To-do item:
Format the listing as a Markdown table with the columns Row and Line, starting with its first line and going on through the line containing "260L713 236L692 234ZM740". Number each line and leave out any blank ones.

Collection entries:

======

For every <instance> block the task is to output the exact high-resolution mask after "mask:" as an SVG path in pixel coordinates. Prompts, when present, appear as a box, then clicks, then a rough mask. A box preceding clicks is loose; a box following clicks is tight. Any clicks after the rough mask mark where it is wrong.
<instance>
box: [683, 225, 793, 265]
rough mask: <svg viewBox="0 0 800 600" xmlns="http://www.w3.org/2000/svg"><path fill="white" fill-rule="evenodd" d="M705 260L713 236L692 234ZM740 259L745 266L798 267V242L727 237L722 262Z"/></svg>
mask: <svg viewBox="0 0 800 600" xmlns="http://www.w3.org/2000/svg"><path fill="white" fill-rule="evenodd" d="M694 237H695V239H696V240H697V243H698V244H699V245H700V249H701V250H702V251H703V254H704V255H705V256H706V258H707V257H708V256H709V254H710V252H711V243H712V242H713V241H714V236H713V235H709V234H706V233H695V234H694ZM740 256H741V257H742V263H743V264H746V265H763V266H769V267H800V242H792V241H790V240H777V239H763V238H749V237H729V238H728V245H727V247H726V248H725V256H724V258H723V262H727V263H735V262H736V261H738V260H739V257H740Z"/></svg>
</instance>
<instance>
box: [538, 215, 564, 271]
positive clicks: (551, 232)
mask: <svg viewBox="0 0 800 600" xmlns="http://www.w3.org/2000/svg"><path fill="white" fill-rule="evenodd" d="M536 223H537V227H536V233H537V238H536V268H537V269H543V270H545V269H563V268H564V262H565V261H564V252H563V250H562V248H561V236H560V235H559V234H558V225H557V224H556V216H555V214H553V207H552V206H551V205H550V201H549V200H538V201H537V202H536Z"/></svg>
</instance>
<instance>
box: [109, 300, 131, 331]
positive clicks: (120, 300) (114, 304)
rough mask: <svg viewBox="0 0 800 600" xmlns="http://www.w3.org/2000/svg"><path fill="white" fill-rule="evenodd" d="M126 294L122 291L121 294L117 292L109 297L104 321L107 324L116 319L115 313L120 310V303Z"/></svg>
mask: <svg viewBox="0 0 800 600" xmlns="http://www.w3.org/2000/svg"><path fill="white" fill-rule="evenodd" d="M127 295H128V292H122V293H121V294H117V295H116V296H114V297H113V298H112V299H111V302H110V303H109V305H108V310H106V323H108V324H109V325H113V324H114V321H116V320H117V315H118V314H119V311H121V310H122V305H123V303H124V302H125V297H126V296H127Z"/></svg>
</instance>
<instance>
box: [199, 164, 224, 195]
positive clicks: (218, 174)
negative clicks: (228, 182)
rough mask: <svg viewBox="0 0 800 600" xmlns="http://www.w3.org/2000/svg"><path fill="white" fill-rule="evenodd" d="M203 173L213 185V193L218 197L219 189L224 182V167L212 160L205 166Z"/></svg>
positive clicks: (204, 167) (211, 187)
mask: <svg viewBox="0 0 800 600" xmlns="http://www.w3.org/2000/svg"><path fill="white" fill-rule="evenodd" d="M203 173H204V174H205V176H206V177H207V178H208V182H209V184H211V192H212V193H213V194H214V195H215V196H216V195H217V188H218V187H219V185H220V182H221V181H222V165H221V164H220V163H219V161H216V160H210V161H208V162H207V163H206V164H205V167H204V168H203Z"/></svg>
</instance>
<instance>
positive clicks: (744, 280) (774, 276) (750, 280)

======

Answer:
| Row | Line |
|---|---|
| 1 | For every <instance> block the task is to output the exact high-resolution mask after "mask:" as an SVG path in pixel coordinates. Prompts, when present, appear as a box, then clicks, then a rough mask. A box preceding clicks is loose; a box following clicks is tight. Any clicks after the rough mask mark where it is wrong. |
| 2 | <instance> |
| 3 | box: [683, 225, 793, 265] |
| 4 | rough mask: <svg viewBox="0 0 800 600" xmlns="http://www.w3.org/2000/svg"><path fill="white" fill-rule="evenodd" d="M705 260L713 236L692 234ZM740 259L745 266L798 267V242L727 237L722 262Z"/></svg> |